Source text:

T 0114/10 (Replacing corroded fluid conducting parts/ATI) of 20.7.2012

Summary of Facts and Submissions

I. This appeal is from the decision of the Examining Division to refuse the European patent application No. 05 781 453.5 (international publication number WO-A-2006/020381) for a method for replacing corroded fluid conducting parts in equipment via welding.

II. The decision was based on the grounds of Articles 84 and 56 EPC and, amongst others, on documents

D4 US-A-3 962 767 and

D7 US-A-5 259 547.

III. The Applicant (hereinafter Appellant) filed an appeal against this decision and filed amended sets of claims in five new requests and an amended description.

IV. In a communication annexed to the summons for oral proceedings on 20 July 2012, the Board indicated its provisional opinion that none of the requests on file seemed to fulfil the provisos of Article 84 EPC.

The Board further indicated that the claimed method seemed to differ from that disclosed in document D4 only in that the first material was a corrosion resistant material like zirconium and that the first and second regions were solid welded. The technical problem actually solved in view of document D4 thus appeared to consist in providing a process suitable to replace in an apparatus an existing fluid conducting part by one which is corrosion resistant. However, it appeared that a skilled person would consider using a material like zirconium for that purpose and adapt the welding method as suggested in the prior art.

Source material:
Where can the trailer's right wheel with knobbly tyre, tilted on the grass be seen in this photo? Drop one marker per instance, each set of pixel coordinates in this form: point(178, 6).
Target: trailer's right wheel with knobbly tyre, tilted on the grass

What is required:
Revise the stretch of the appeal decision summary from "T 0114/10 (Replacing" through "US-A-5 259 547.", putting "Receiving Section" in place of "Examining Division". This data has no connection to the appeal decision summary.

Answer to the exercise:
T 0114/10 (Replacing corroded fluid conducting parts/ATI) of 20.7.2012

Summary of Facts and Submissions

I. This appeal is from the decision of the Receiving Section to refuse the European patent application No. 05 781 453.5 (international publication number WO-A-2006/020381) for a method for replacing corroded fluid conducting parts in equipment via welding.

II. The decision was based on the grounds of Articles 84 and 56 EPC and, amongst others, on documents

D4 US-A-3 962 767 and

D7 US-A-5 259 547.